Source material section start

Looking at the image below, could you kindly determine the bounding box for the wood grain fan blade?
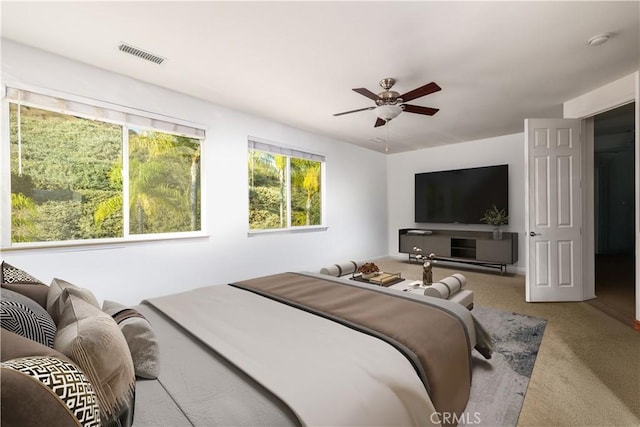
[374,117,387,127]
[400,82,441,102]
[333,106,375,116]
[402,104,439,116]
[353,88,381,101]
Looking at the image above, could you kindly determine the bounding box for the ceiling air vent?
[118,43,165,65]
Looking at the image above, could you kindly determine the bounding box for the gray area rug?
[463,306,547,427]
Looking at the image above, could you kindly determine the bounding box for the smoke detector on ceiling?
[118,43,166,64]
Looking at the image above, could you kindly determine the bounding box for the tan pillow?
[46,278,100,325]
[1,282,49,309]
[102,300,160,379]
[54,294,135,427]
[0,329,72,363]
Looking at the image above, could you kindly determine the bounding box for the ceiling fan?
[333,78,441,127]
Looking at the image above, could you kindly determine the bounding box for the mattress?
[133,272,492,426]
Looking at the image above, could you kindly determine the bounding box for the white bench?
[319,262,474,310]
[387,275,474,310]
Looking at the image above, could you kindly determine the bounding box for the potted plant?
[481,204,508,240]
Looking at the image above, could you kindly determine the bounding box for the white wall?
[0,40,388,305]
[386,133,526,273]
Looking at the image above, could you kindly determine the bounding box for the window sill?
[248,226,328,237]
[1,232,210,252]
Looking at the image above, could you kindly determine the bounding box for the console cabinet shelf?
[399,228,518,273]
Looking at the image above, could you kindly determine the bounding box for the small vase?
[493,227,503,240]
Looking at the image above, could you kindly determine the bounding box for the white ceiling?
[2,1,638,154]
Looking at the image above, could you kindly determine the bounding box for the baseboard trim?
[633,320,640,331]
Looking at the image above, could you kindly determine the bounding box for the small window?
[248,139,324,231]
[4,88,204,247]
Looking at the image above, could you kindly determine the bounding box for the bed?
[0,262,492,427]
[132,272,492,427]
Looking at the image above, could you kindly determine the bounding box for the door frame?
[564,71,639,326]
[583,117,596,301]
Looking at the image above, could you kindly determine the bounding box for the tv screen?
[415,164,509,224]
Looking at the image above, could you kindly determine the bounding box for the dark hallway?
[590,102,636,328]
[591,254,636,326]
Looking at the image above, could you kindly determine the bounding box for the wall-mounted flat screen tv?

Source material section end

**Exercise description**
Please repeat every record exactly, leaving the pictures out.

**Reply**
Looking at the image below, could you kindly determine the bounding box for the wood grain fan blade?
[374,117,387,127]
[400,82,441,102]
[333,106,375,116]
[402,104,439,116]
[353,88,381,101]
Looking at the image above, could you kindly determine the bounding box for the ceiling air vent?
[118,43,165,65]
Looking at the image above, could you kindly determine the bounding box for the gray area rug?
[463,306,547,427]
Looking at the image above, could you kindly determine the bounding box for the smoke detector on ceiling?
[118,43,166,64]
Looking at the image above, could you kindly determine the bounding box for the tan pillow?
[46,278,100,325]
[1,282,49,309]
[102,300,160,379]
[54,294,135,427]
[0,329,72,363]
Looking at the image above, could you kindly determine the bounding box for the ceiling fan?
[333,78,441,127]
Looking at the image above, could you kindly determine the bounding box for the mattress?
[133,272,492,426]
Looking at the image above, could you kindly determine the bounding box for the white bench?
[319,262,474,310]
[387,275,474,310]
Looking at the image above, could you kindly determine the bounding box for the potted plant?
[481,204,508,240]
Looking at the image above, could you kindly determine the bounding box for the white wall?
[0,40,388,305]
[386,133,526,273]
Looking at the image above, could you kindly determine the bounding box for the window sill?
[248,226,328,237]
[1,232,210,252]
Looking at the image above, could you kindly determine the bounding box for the console cabinet shelf?
[399,228,518,273]
Looking at the image above, could you kindly determine the bounding box for the small vase?
[493,227,503,240]
Looking at the image above, could you kindly determine the bounding box for the white ceiling?
[2,1,638,154]
Looking at the image above, could you kindly determine the bounding box for the baseboard trim?
[633,320,640,331]
Looking at the image above, could you kindly determine the bounding box for the small window?
[248,139,324,231]
[4,88,204,247]
Looking at the image above, could you kindly determine the bounding box for the bed?
[0,262,492,427]
[132,272,492,427]
Looking at the image above, could you kindly determine the bounding box for the door frame?
[564,71,639,326]
[583,117,596,301]
Looking at the image above, could you kindly determine the bounding box for the tv screen?
[415,164,509,224]
Looking at the image above, could you kindly determine the bounding box for the dark hallway?
[590,102,636,328]
[591,254,636,326]
Looking at the image above, could you kindly determine the bounding box for the wall-mounted flat screen tv?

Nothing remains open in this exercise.